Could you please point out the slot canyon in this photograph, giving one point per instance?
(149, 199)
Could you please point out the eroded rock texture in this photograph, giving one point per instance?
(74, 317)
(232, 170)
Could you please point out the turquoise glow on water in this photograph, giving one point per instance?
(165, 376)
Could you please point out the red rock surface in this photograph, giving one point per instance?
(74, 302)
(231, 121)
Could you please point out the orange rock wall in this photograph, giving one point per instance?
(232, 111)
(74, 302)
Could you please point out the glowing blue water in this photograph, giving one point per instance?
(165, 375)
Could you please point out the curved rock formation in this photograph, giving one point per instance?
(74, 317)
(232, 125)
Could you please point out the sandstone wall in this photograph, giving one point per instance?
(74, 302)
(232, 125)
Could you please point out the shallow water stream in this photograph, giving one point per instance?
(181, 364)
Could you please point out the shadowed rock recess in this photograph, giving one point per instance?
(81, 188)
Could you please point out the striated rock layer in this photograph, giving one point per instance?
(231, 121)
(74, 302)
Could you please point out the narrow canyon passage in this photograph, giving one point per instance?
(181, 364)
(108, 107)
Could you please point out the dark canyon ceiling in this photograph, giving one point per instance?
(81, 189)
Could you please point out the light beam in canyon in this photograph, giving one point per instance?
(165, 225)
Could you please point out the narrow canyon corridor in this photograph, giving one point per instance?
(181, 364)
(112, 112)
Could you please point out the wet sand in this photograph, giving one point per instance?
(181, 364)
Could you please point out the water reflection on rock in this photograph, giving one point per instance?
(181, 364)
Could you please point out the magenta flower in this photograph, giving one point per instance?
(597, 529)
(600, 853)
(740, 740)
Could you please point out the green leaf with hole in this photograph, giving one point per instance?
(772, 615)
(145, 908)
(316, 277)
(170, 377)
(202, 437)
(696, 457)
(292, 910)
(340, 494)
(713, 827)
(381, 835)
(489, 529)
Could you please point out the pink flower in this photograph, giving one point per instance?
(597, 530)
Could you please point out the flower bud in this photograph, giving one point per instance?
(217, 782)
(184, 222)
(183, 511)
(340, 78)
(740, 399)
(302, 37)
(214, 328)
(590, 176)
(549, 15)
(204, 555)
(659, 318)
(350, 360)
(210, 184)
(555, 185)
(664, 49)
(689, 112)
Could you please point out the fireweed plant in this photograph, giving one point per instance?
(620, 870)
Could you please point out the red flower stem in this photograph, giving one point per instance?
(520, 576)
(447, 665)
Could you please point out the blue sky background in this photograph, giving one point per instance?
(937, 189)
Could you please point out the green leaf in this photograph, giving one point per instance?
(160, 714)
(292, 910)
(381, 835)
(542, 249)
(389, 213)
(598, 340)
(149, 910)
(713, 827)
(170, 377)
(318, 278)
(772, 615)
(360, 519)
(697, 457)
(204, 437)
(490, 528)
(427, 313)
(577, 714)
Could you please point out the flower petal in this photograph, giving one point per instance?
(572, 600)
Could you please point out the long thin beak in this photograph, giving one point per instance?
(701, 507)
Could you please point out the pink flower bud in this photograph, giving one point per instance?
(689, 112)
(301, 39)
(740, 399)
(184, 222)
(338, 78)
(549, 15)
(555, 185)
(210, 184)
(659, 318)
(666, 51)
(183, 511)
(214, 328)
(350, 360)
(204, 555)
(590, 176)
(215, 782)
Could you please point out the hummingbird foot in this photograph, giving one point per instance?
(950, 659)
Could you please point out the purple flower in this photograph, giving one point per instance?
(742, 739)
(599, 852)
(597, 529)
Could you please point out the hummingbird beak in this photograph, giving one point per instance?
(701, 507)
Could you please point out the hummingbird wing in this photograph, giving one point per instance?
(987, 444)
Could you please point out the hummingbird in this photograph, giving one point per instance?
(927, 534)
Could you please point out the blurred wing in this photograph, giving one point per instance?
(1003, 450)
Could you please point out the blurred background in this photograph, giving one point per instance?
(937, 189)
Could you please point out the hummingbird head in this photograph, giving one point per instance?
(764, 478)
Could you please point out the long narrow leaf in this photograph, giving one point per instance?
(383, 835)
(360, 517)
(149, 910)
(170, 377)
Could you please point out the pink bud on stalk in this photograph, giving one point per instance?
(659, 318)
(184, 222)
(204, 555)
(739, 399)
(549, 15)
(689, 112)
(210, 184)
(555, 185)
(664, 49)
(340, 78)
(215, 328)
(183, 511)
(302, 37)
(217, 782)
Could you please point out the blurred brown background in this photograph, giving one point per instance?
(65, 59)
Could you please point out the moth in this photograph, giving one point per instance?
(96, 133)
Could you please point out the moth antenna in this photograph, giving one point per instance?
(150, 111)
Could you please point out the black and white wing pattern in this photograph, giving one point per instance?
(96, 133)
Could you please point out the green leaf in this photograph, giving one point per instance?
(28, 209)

■ **Problem to work on**: Exactly and only the lines from the line containing "Could you please point out the moth antenna" through the last line of the entries should be copied, both ends included.

■ **Task solution**:
Could you please point out the moth antenna in this photograph, giving one point per instance?
(150, 111)
Could you please point out the black and white wing pattern in this photograph, giving one point per instance?
(96, 133)
Could you please point out the green leaf in this photograph, giving one point per instance?
(28, 209)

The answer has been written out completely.